- Your objective
Return each record shown beneath, word for word.

Free-text object descriptions:

━━━━━━

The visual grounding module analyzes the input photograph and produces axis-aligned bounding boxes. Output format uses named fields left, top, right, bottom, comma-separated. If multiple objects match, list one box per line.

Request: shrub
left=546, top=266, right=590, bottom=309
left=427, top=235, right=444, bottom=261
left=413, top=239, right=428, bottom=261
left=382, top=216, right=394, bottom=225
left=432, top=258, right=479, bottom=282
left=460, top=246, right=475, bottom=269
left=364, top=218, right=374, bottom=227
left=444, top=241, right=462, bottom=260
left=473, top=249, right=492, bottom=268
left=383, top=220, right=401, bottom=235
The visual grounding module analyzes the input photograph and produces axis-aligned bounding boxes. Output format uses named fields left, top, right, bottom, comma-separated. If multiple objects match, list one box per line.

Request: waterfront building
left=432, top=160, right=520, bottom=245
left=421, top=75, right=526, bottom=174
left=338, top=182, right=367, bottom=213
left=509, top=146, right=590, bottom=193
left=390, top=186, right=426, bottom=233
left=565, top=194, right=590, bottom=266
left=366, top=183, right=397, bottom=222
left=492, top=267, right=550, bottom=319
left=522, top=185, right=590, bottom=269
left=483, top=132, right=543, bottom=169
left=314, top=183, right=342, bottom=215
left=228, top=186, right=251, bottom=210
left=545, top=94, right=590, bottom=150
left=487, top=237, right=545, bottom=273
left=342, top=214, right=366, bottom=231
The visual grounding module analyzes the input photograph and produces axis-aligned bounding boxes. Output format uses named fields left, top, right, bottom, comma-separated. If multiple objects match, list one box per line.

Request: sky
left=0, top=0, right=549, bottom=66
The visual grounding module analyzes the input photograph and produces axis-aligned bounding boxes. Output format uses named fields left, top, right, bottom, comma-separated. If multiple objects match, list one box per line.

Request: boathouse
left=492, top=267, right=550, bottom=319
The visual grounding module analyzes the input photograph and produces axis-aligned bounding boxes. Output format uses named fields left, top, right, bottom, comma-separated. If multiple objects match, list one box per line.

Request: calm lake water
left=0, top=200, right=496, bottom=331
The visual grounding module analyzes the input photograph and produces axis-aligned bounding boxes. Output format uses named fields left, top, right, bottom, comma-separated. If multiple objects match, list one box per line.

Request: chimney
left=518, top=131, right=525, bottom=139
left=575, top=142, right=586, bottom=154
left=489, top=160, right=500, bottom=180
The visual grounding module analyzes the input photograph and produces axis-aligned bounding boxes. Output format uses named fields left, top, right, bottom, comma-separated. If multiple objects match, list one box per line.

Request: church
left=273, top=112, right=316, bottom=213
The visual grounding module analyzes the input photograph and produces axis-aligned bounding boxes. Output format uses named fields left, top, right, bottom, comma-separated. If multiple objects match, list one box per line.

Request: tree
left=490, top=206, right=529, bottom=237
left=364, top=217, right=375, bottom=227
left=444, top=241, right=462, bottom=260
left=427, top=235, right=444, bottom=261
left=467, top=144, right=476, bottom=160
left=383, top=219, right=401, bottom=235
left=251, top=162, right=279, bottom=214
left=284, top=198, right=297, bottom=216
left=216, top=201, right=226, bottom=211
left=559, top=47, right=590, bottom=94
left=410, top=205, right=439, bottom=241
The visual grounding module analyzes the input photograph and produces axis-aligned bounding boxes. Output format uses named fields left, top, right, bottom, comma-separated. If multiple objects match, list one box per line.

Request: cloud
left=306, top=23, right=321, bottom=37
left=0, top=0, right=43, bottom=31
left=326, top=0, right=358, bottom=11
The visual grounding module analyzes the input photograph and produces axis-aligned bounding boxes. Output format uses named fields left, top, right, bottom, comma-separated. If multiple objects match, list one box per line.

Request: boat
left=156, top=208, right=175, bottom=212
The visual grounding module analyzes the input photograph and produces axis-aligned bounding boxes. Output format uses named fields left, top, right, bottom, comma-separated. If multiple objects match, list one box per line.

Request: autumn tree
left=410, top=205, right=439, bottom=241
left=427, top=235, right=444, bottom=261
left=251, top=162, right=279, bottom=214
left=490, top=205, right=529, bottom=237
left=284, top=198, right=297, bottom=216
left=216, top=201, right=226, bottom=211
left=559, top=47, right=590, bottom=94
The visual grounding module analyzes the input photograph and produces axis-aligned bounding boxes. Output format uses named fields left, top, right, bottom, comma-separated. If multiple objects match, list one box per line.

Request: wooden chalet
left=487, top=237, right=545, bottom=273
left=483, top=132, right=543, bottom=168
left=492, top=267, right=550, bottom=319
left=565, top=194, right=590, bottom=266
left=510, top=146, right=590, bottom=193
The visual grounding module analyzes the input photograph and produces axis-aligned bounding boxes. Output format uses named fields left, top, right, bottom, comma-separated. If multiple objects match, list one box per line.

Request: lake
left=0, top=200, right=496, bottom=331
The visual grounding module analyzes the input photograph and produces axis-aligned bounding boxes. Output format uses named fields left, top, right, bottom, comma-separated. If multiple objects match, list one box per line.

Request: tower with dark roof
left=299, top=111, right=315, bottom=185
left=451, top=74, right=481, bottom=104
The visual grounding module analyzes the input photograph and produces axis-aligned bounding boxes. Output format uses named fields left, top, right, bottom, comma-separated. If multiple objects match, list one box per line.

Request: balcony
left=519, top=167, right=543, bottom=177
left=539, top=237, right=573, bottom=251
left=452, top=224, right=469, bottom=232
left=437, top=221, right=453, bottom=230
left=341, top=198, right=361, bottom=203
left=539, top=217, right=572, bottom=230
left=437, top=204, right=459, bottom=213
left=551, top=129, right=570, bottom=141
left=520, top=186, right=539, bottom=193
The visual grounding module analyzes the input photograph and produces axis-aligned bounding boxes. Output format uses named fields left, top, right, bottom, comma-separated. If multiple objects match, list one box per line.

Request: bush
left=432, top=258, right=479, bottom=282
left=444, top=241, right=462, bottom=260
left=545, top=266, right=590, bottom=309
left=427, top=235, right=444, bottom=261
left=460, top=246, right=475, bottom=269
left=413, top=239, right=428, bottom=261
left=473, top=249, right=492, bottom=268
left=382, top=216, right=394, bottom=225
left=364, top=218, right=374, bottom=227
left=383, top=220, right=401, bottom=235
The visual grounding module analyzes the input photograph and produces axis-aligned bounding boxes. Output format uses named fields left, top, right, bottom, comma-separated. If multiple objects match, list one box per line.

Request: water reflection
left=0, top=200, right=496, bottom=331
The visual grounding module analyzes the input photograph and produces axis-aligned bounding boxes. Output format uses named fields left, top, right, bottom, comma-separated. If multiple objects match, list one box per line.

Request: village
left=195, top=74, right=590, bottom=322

━━━━━━

- Exercise output
The visual grounding module analyzes the input photograph and produces axis-aligned bounding boxes. Output format uses named fields left, top, right, bottom, comma-separated. If multiple objects match, list one box per line.

Request: shrub
left=546, top=266, right=590, bottom=309
left=427, top=235, right=444, bottom=261
left=413, top=239, right=428, bottom=261
left=382, top=216, right=394, bottom=225
left=432, top=258, right=479, bottom=282
left=460, top=246, right=475, bottom=269
left=364, top=218, right=374, bottom=227
left=444, top=241, right=462, bottom=260
left=473, top=249, right=492, bottom=268
left=383, top=220, right=401, bottom=235
The visual grounding module analyzes the input photograph and produces axis-aligned bounding boxes. Output format uses named fields left, top, right, bottom, comma-separated. If multiple objects match, list one box per line.

Request: waterfront building
left=432, top=160, right=520, bottom=245
left=421, top=75, right=526, bottom=174
left=338, top=182, right=367, bottom=213
left=509, top=146, right=590, bottom=193
left=390, top=186, right=426, bottom=233
left=565, top=194, right=590, bottom=266
left=366, top=183, right=397, bottom=222
left=492, top=267, right=550, bottom=319
left=522, top=185, right=590, bottom=269
left=483, top=132, right=543, bottom=169
left=314, top=183, right=342, bottom=215
left=228, top=186, right=251, bottom=210
left=545, top=94, right=590, bottom=150
left=487, top=237, right=545, bottom=273
left=342, top=214, right=366, bottom=231
The visual grounding module analyzes the input photograph and produces axis-aligned bounding boxes. Output format uses named fields left, top, right, bottom, comma-separated. If multiple objects match, list one box per line.

Request: sky
left=0, top=0, right=549, bottom=66
The visual grounding module analyzes the input photograph and produces axis-aligned bounding boxes. Output format uses named fields left, top, right, bottom, comma-separated. If multiple objects match, list one box per line.

Request: boathouse
left=492, top=267, right=550, bottom=319
The visual grounding module analyzes the input photograph and produces axis-aligned bounding boxes. Output format uses named fields left, top, right, bottom, comma-separated. If multiple objects match, list one box per line.

Request: calm lake water
left=0, top=200, right=496, bottom=331
The visual grounding module analyzes the input photograph and produces axis-aligned bounding boxes. Output format uses named fields left, top, right, bottom, comma-separated. If multiple objects match, list one box per line.

Request: chimney
left=518, top=131, right=525, bottom=139
left=575, top=142, right=586, bottom=154
left=489, top=160, right=500, bottom=180
The visual grounding module analyzes the input photograph and produces axis-aligned bounding boxes. Output format uses named fields left, top, right, bottom, comma-separated. If multiple objects match, list one box per line.

Request: church
left=273, top=112, right=316, bottom=213
The visual grounding module analyzes the input photograph and produces axis-aligned bounding boxes. Output format uses named fields left, top, right, bottom, comma-separated. If multiple objects match, list one box per line.

Request: tree
left=490, top=206, right=529, bottom=237
left=364, top=217, right=375, bottom=227
left=444, top=241, right=462, bottom=260
left=427, top=235, right=444, bottom=261
left=467, top=144, right=476, bottom=160
left=383, top=219, right=401, bottom=235
left=251, top=162, right=279, bottom=214
left=284, top=198, right=297, bottom=216
left=216, top=201, right=226, bottom=211
left=559, top=47, right=590, bottom=94
left=410, top=205, right=439, bottom=241
The visual grounding module analyzes the input photograph and produces axis-aligned bounding boxes. Output format uses named fields left, top, right, bottom, comma-separated. If multiple objects match, list one box per line.

Request: cloud
left=306, top=23, right=321, bottom=37
left=0, top=0, right=43, bottom=31
left=326, top=0, right=358, bottom=11
The visual grounding module analyzes the input photograph and produces axis-aligned bounding boxes. Output format uses named fields left, top, right, bottom, comma-separated. If multiple objects match, list one box per line.

Request: boat
left=156, top=208, right=175, bottom=212
The visual grounding module analyzes the input photograph and produces axis-aligned bounding boxes. Output format uses named fields left, top, right, bottom, comma-separated. If multiple objects match, list one box per line.

Request: autumn tree
left=410, top=205, right=439, bottom=241
left=427, top=235, right=444, bottom=261
left=251, top=162, right=279, bottom=214
left=490, top=205, right=529, bottom=237
left=284, top=198, right=297, bottom=216
left=216, top=201, right=226, bottom=211
left=559, top=47, right=590, bottom=94
The visual grounding module analyzes the input photograph and produces axis-aligned bounding boxes. Output format uses named fields left, top, right, bottom, comma-separated. If multiple objects match, list one box per line.

Request: wooden chalet
left=487, top=237, right=545, bottom=273
left=483, top=132, right=543, bottom=168
left=492, top=267, right=550, bottom=319
left=565, top=194, right=590, bottom=266
left=510, top=146, right=590, bottom=193
The visual grounding module analyzes the input photograph and produces axis-aligned bounding boxes. Output format uses named fields left, top, right, bottom, comma-separated. If multiple objects match, list one box per line.

Request: lake
left=0, top=200, right=496, bottom=331
The visual grounding module analyzes the input photograph and produces axis-aligned bounding boxes. Output format uses named fields left, top, right, bottom, comma-separated. If multiple objects match, list one box per line.

Request: tower with dark roof
left=299, top=111, right=315, bottom=185
left=451, top=74, right=481, bottom=104
The visual grounding module analyzes the input photograph and produces axis-aligned bounding boxes. Output format uses named fields left, top, right, bottom, comma-separated. If multiple objects match, list one box per line.

Request: balcony
left=519, top=167, right=543, bottom=177
left=539, top=237, right=573, bottom=251
left=452, top=224, right=469, bottom=232
left=437, top=221, right=453, bottom=230
left=341, top=198, right=361, bottom=203
left=539, top=217, right=572, bottom=230
left=437, top=204, right=459, bottom=213
left=551, top=129, right=570, bottom=141
left=520, top=186, right=539, bottom=193
The visual grounding module analyzes the input photograph and produces axis-aligned bounding boxes. Output format uses named fields left, top, right, bottom, comma-separated. If multiple objects match, list one box per line.

Request: bush
left=432, top=258, right=479, bottom=282
left=444, top=241, right=462, bottom=260
left=545, top=266, right=590, bottom=309
left=427, top=235, right=444, bottom=261
left=460, top=246, right=475, bottom=269
left=413, top=239, right=428, bottom=261
left=473, top=249, right=492, bottom=268
left=382, top=216, right=394, bottom=225
left=364, top=218, right=374, bottom=227
left=383, top=220, right=401, bottom=235
The visual grounding module analyzes the input photograph and produces axis-aligned bounding boxes. Output format uses named fields left, top, right, bottom, comma-separated. If multiple objects match, list one box per line.

Request: water reflection
left=0, top=200, right=496, bottom=331
The visual grounding module analyzes the input photograph and produces axis-aligned bounding boxes. Output format uses named fields left, top, right, bottom, comma-separated. If multiple objects match, list one box per line.

Request: village
left=195, top=74, right=590, bottom=322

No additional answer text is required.